It is unfortunate that though the draft NEP 2020 talks a lot about “multilingualism”, it does not recognise that children arrive in school not with “a language” but with a complex verbal repertoire that may be simultaneously located in what are construed as several different languages.

Written by Rama Kant Agnihotri | Updated: December 3, 2020 8:59:04 am
A focus on language in teacher education will go a long way in helping future teachers use this complex verbal repertoire as a resource — rather than appear to them as an impediment.

In various programmes preparing teachers for schools, language is one of the most neglected areas. It was with some difficulty it found a place in programmes such as Delhi University’s four-year Bachelor of Elementary Education programme and TISS’s Master of Arts in Education (Elementary) programme. Even there, it seems in dire straits now.

One can indeed argue that teachers should have a solid understanding of philosophy and aims of education, history, sociology, psychology, political economy and issues of marginalisation, gender and disability, among others, but it should not be difficult to see that all these are themselves eventually mediated through language. And that they demand high levels of reading comprehension in both the teacher and the taught. Yet, teachers generally arrive in schools without any understanding of the nature, structure and acquisition of language. It is not their fault. That’s the way they themselves have been educated, without putting a question mark on the stereotypes they carry about language as a part of their mental baggage created during their socialisation, schooling and education.

It should not be difficult to find teachers who believe, among other questionable things, that children learn languages from their environment largely through imitation and practice; that dialects are significantly inferior to languages; that Hindi is our national language; that Sanskrit is the mother of all languages, at least of all Indian languages, and that it is the most scientific, expressive and beautiful language; that the script used for Hindi is far more scientific than the one used for English or German; that second or foreign languages are best learnt through a combination of teaching grammatical rules and vocabulary.

The fault does not entirely lie with the programmes in education — linguists must accept a part of the blame. For linguists, irrespective of whether they belong to the structural tradition extending from Panini to Ferdinand Saussure to Leonard Bloomfield or to the more recent tradition of generative grammar introduced by Noam Chomsky, the study of language is essentially a formal matter, closer to mathematics and physics than to society and education. It does not matter whether you believe that each language is different (traditional structuralism) or all languages are a manifestation of the same universal grammar located in the human language faculty (modern structuralism). In the former case, your focus is the set of rules that govern the specific language under consideration; in the latter, your focus is the mental representation of the principles that govern all languages. There are also not enough linguists around to take up this challenge. The departments of linguistics across the country are either shrinking or have already been closed down. How can we ensure high levels of critical enquiry without high levels of proficiency in academic literacy and how is that possible unless future teachers have some idea of the nature, structure and acquisition of language?

····················

What the exercise asks: Repeat word for word the passage of the excerpt on language in teacher education that begins with "It should not be difficult to find" and ends with "rules and vocabulary.".

····················

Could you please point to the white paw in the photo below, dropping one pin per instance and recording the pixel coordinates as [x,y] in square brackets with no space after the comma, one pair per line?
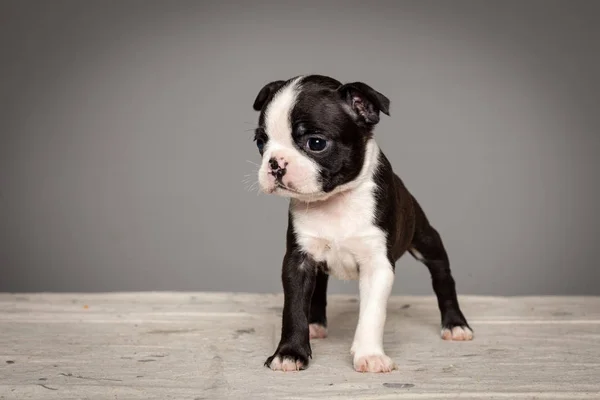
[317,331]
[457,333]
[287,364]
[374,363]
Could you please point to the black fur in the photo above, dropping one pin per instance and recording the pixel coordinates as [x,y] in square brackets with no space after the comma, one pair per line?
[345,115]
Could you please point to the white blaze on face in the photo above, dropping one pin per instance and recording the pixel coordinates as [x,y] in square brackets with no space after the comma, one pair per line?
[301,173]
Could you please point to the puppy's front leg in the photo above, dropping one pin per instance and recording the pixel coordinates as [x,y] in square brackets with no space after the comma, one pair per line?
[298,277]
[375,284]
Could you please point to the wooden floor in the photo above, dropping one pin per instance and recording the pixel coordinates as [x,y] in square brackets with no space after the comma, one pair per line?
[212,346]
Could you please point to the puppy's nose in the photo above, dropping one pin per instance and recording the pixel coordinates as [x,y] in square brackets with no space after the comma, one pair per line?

····················

Answer space:
It should not be difficult to find teachers who believe, among other questionable things, that children learn languages from their environment largely through imitation and practice; that dialects are significantly inferior to languages; that Hindi is our national language; that Sanskrit is the mother of all languages, at least of all Indian languages, and that it is the most scientific, expressive and beautiful language; that the script used for Hindi is far more scientific than the one used for English or German; that second or foreign languages are best learnt through a combination of teaching grammatical rules and vocabulary.